The applicant is a 48 year-old Turkish national, who is presently in custody in Brixton Prison. He challenges his detention there pursuant to an order by District Judge Daphne Wickham at Bow Street Magistrates' Court on 16 March 2005. That order was made under section 9(8) of the Extradition Act 1989, committing the applicant in custody to await the decision of the Secretary of State for the Home Department on a request for his extradition by the Government of France. The charges relate to the importation of 29 kilograms of heroin between 14 and 17 November 1993.
The history, so far as relevant, is this. On 22 August 1995 a Tribunal at Boulogne-Sur Mer found the applicant guilty in his absence of unlawful importation of narcotics in an organised gang and smuggling heroin into France, and sentenced him to 16 years' imprisonment and a substantial fine. Four others were similarly convicted: two British subjects, Watson and Kearney, who were each sentenced to eight years; and two others, Boente and Kocak, who were sentenced in their absence to 12 years. There was initially listed before this court today an application by Boente, but, pending further events in relation to him, that matter has been taken out of the list by consent and the court has directed that it be re-listed next term.
On 15 December 2004 the Secretary of State issued authorities to proceed under section 7 of the 1989 Act against the applicant and Boente on the basis that their conduct, had it occurred in the United Kingdom, would have constituted an offence of conspiring in the fraudulent evasion of the prohibition on the importation of 29 kilograms of heroin.
On 21 December 2004, following the issue of a warrant the previous day, the applicant was arrested in Tottenham. The warrant had been issued by the district judge pursuant to the Secretary of State's authority to proceed. Boente too was arrested on that day.

(Excerpts from a location annotation dataset)
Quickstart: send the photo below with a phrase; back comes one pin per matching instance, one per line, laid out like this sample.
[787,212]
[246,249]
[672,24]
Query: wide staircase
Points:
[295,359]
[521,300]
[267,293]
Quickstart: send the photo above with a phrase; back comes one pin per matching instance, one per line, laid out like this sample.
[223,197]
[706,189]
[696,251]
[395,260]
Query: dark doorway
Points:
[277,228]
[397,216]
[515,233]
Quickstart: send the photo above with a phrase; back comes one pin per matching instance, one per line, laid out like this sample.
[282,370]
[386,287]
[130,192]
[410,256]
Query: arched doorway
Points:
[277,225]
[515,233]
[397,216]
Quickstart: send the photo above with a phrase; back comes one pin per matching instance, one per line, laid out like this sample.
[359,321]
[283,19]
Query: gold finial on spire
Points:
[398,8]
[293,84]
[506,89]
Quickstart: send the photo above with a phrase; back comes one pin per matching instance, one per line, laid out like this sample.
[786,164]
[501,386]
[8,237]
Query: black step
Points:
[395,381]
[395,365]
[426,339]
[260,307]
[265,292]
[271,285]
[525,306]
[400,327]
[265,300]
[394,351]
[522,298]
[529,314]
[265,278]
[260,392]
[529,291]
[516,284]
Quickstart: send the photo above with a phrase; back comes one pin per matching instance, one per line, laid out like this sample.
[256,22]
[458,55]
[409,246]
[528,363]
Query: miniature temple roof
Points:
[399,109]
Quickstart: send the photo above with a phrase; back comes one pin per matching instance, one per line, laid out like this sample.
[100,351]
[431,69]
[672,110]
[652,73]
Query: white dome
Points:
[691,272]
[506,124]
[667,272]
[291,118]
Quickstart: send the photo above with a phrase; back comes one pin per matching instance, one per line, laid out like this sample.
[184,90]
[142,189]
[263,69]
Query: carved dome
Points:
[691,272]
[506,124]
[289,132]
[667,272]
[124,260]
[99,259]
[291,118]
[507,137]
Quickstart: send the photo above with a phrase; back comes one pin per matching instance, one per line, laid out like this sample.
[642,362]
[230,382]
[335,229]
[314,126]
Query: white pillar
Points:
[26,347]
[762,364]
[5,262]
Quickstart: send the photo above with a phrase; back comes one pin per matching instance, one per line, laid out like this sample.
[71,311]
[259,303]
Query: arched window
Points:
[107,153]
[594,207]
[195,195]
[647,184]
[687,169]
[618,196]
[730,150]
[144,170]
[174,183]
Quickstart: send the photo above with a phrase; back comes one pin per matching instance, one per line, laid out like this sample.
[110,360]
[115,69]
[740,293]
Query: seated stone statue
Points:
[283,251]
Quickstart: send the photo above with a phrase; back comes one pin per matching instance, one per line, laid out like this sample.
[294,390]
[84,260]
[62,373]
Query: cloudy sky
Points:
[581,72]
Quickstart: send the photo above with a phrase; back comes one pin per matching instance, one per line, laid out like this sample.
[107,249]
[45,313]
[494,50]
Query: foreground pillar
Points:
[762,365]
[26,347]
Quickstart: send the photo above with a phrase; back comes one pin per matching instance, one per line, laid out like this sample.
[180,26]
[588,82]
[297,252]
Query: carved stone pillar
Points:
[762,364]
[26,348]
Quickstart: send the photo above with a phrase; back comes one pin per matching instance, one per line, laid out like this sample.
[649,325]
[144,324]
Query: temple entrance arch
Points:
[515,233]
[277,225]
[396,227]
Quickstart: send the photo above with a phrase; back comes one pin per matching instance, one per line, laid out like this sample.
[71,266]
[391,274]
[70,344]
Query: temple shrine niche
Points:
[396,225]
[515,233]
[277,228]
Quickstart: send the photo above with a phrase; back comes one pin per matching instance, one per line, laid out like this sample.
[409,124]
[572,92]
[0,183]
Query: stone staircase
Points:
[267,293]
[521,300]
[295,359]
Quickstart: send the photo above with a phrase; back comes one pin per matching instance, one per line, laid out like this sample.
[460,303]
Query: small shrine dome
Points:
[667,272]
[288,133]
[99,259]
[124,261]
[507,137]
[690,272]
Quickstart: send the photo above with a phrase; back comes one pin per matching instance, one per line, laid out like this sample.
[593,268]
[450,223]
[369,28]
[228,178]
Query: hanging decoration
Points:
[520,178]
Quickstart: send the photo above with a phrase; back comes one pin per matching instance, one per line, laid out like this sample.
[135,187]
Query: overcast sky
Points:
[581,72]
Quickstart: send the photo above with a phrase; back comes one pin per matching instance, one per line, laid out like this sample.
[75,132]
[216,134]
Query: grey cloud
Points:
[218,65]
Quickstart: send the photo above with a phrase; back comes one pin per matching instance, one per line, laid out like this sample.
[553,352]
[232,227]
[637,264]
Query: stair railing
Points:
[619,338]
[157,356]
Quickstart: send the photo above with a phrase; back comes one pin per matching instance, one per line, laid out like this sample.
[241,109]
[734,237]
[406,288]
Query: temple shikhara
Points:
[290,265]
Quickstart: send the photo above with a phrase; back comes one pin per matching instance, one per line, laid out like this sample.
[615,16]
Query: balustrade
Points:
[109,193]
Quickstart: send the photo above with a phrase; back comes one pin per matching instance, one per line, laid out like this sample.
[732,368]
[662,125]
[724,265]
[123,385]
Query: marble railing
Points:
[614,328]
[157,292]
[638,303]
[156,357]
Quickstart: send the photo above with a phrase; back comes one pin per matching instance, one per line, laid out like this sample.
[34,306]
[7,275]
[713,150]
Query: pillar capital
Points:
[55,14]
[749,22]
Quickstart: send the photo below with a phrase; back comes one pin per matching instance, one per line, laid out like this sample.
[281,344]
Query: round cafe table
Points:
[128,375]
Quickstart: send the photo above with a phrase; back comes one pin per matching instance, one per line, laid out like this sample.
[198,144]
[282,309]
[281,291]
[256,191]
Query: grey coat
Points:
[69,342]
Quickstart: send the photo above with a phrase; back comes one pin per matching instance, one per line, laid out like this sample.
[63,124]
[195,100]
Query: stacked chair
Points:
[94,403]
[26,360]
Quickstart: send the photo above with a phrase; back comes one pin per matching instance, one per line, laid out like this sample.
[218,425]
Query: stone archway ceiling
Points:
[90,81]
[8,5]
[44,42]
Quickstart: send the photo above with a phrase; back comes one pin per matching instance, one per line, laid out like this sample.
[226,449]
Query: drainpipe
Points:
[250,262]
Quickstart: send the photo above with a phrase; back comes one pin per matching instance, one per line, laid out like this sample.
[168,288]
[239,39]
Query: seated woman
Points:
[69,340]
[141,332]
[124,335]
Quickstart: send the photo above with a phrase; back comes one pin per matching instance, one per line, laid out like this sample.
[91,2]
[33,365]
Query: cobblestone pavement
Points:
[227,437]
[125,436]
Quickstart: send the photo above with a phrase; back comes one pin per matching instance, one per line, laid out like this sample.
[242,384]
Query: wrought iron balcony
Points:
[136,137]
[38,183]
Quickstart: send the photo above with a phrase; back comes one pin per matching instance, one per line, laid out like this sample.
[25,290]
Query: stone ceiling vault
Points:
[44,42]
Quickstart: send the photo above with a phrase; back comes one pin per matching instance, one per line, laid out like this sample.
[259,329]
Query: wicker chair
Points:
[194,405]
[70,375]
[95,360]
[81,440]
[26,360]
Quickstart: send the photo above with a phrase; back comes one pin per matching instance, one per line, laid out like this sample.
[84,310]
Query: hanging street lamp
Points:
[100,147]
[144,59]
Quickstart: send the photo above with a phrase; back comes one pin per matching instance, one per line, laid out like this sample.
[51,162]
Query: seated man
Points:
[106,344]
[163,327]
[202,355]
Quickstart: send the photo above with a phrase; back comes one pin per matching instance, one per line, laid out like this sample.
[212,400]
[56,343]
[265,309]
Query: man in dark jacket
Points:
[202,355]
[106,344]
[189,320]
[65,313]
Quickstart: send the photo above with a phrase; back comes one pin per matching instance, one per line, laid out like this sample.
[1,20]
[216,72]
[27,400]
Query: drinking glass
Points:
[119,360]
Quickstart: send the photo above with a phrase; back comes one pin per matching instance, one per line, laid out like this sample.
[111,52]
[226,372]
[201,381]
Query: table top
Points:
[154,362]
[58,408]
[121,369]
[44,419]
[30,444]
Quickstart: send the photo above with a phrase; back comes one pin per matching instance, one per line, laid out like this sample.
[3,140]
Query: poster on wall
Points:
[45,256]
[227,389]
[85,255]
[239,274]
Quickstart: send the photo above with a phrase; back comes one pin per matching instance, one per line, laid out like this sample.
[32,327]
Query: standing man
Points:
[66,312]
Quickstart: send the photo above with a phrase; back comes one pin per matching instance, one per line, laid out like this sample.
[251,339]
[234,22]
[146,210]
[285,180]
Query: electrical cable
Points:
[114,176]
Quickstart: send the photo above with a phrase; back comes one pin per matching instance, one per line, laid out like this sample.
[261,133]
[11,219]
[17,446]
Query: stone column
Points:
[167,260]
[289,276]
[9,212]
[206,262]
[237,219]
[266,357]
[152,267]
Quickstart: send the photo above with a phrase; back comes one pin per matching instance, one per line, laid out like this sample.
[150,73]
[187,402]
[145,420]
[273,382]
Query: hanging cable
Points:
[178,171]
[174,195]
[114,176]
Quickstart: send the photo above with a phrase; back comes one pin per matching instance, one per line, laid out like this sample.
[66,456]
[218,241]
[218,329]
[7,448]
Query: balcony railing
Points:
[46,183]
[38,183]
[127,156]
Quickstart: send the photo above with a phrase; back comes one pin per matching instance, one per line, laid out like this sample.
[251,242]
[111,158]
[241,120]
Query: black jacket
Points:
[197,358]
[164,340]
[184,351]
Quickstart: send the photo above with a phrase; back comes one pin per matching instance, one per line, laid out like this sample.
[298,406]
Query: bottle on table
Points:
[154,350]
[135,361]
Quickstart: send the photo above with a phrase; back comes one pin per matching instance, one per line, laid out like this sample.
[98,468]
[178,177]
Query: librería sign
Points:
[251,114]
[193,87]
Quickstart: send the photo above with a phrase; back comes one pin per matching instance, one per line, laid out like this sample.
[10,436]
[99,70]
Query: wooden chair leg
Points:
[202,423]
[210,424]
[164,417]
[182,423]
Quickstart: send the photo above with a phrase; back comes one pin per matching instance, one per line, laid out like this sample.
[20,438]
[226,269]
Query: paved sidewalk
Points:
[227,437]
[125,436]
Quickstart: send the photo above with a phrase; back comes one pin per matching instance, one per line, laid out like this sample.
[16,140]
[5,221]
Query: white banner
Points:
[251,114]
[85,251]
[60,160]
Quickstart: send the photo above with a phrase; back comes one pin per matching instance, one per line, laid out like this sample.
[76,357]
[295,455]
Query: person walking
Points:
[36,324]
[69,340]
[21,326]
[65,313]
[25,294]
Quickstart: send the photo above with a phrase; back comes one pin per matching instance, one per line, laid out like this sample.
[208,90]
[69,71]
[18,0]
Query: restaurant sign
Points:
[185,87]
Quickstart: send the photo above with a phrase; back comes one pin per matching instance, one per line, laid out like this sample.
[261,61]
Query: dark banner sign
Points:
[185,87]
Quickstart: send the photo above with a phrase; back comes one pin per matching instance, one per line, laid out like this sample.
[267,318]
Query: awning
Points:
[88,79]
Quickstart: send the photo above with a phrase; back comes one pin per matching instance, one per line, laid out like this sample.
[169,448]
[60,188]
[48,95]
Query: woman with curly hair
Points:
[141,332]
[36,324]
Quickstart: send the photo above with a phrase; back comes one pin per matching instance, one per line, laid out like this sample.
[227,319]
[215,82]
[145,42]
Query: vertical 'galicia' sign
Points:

» Written request:
Repeat word for word the stretch of the extradition case excerpt from "On 21 December" through "on that day.". The records have no role in this exercise.

» Output:
On 21 December 2004, following the issue of a warrant the previous day, the applicant was arrested in Tottenham. The warrant had been issued by the district judge pursuant to the Secretary of State's authority to proceed. Boente too was arrested on that day.